> **TASK 1**: From the training-function code below, list every parameter of train_model that has a default value, along with its default.

> **EXCERPTED PASSAGE**:
....

We implement a training function with early stopping based on validation AUC.

This prevents overfitting and ensures the model generalizes well.

In [24]:
def train_model(model, train_loader, val_loader, criterion, optimizer, epochs=20, patience=5, scheduler=None, model_save_path=None):
    """
    Train the NCF model with early stopping based on AUC.
    """
    # Move model to device
    model = model.to(device)

    # Initialize variables for training
    train_losses = []
    val_losses = []
    val_aucs = []
    best_val_auc = 0
    best_model_state = None
    patience_counter = 0

    for epoch in range(epochs):
        # Training phase
        model.train()
        running_loss = 0.0

        train_bar = tqdm(train_loader, desc=f"Epoch {epoch+1}/{epochs} [Train]")
        for batch in train_bar:
            user_ids = batch['user_id'].to(device)
            item_ids = batch['item_id'].to(device)
            interactions = batch['interaction'].to(device)

            # Zero gradients
            optimizer.zero_grad()

            # Forward pass
            predictions = model(user_ids, item_ids)

            # Calculate loss
            loss = criterion(predictions, interactions)

            # Backward pass and optimize
            loss.backward()
            optimizer.step()

....

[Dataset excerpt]
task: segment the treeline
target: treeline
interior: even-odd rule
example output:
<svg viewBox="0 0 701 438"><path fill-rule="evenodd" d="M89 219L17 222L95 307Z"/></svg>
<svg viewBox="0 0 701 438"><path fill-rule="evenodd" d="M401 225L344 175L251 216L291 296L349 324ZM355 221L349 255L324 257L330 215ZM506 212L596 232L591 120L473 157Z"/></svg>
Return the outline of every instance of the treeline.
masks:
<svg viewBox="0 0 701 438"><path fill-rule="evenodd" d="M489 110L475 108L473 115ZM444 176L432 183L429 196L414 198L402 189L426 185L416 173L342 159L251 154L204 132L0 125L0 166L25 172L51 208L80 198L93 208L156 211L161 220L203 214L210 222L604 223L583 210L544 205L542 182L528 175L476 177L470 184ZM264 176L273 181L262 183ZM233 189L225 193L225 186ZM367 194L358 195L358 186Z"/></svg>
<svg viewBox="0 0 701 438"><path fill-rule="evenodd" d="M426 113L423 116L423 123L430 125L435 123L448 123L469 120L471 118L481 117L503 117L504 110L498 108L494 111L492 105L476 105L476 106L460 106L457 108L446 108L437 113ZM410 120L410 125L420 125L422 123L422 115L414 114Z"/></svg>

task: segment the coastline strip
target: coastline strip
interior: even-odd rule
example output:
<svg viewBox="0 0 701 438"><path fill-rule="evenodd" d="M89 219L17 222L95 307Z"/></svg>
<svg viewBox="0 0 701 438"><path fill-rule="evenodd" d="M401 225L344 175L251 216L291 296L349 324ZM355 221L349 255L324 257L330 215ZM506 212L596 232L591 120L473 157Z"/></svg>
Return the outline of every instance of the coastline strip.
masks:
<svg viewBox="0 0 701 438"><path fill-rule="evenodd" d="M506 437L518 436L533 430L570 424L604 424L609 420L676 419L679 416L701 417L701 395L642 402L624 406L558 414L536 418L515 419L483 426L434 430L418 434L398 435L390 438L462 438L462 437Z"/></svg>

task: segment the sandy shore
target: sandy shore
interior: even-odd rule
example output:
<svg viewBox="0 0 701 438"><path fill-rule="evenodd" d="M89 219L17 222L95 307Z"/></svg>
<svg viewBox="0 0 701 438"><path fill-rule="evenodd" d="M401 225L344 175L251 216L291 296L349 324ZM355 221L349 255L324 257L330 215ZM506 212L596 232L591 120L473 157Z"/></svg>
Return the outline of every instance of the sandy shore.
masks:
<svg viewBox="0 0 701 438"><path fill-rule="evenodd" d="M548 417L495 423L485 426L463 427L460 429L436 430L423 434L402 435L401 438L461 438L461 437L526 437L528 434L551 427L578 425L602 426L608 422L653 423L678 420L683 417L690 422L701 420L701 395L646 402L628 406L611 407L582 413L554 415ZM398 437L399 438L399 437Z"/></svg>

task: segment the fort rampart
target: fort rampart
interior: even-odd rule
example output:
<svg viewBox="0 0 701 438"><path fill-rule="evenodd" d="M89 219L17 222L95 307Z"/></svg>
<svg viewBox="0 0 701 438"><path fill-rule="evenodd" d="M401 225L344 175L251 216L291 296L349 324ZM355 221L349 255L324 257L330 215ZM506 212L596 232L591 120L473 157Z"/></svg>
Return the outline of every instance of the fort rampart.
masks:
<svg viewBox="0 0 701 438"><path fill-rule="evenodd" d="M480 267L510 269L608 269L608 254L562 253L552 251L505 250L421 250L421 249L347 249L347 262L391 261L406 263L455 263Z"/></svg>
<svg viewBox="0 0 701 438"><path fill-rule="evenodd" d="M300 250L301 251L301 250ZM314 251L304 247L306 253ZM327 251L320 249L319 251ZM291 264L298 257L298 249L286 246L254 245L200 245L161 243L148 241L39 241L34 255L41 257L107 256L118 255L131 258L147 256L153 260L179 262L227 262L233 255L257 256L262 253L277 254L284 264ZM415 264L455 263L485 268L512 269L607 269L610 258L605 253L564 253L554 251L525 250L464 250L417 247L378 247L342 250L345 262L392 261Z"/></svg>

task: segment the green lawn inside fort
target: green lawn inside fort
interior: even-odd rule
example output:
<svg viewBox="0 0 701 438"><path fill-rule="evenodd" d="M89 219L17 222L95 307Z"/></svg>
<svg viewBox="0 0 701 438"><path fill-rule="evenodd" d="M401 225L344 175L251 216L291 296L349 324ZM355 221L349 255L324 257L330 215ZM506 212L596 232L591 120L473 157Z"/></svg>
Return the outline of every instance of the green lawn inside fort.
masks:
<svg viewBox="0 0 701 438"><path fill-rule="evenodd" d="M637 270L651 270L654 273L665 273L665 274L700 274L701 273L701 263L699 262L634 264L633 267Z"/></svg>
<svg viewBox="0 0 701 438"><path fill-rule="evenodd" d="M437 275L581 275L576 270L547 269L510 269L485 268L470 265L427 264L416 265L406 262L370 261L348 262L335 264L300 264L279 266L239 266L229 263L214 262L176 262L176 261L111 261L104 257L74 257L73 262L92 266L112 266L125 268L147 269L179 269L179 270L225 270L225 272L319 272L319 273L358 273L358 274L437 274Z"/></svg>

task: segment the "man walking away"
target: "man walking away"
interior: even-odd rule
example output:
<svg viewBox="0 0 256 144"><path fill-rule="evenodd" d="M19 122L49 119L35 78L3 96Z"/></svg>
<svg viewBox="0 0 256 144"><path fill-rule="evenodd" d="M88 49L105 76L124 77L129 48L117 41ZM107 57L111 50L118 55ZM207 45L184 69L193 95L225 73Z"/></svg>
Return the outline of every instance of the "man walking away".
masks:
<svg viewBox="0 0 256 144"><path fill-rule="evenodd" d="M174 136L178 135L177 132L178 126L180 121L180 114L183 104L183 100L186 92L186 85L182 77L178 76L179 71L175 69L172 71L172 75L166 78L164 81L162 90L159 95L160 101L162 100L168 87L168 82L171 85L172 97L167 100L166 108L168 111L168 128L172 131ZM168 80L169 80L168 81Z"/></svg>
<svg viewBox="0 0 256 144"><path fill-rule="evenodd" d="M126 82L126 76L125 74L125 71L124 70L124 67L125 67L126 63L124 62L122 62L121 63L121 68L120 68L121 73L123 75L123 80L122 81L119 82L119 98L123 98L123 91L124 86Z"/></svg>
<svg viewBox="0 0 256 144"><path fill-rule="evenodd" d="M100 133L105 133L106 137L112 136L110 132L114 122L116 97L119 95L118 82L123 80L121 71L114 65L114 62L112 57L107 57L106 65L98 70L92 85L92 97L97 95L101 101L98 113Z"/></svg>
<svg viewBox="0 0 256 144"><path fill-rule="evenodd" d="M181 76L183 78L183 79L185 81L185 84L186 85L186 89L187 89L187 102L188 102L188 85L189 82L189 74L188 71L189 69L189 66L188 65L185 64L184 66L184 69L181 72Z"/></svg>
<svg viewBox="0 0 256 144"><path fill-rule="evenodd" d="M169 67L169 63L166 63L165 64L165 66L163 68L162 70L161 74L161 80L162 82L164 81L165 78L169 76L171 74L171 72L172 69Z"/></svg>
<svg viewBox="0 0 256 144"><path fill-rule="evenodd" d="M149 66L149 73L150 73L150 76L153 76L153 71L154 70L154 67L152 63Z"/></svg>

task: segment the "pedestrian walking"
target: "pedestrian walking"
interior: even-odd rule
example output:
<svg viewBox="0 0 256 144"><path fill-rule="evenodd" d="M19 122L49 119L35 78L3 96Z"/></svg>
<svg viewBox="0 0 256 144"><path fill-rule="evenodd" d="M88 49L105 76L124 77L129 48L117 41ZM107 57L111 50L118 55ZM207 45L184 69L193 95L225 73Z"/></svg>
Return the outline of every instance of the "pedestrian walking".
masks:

....

> **TASK 2**: Rewrite everything in the rows above, from the line containing "task: segment the sandy shore" down to the line containing "417L495 423L485 426L463", as a JSON list of strings with one string per line and blank lines omitted.

> **TASK RESULT 1**:
epochs=20
patience=5
scheduler=None
model_save_path=None

> **TASK RESULT 2**:
[
  "task: segment the sandy shore",
  "target: sandy shore",
  "interior: even-odd rule",
  "example output:",
  "<svg viewBox=\"0 0 701 438\"><path fill-rule=\"evenodd\" d=\"M89 219L17 222L95 307Z\"/></svg>",
  "<svg viewBox=\"0 0 701 438\"><path fill-rule=\"evenodd\" d=\"M401 225L344 175L251 216L291 296L349 324ZM355 221L349 255L324 257L330 215ZM506 212L596 232L591 120L473 157Z\"/></svg>",
  "Return the outline of every instance of the sandy shore.",
  "masks:",
  "<svg viewBox=\"0 0 701 438\"><path fill-rule=\"evenodd\" d=\"M548 417L495 423L485 426L463 427L460 429L436 430L423 434L402 435L401 438L461 438L461 437L526 437L528 434L551 427L578 425L602 426L608 422L653 423L678 420L683 417L690 422L701 420L701 395L646 402L628 406L611 407L582 413L554 415ZM398 437L399 438L399 437Z\"/></svg>"
]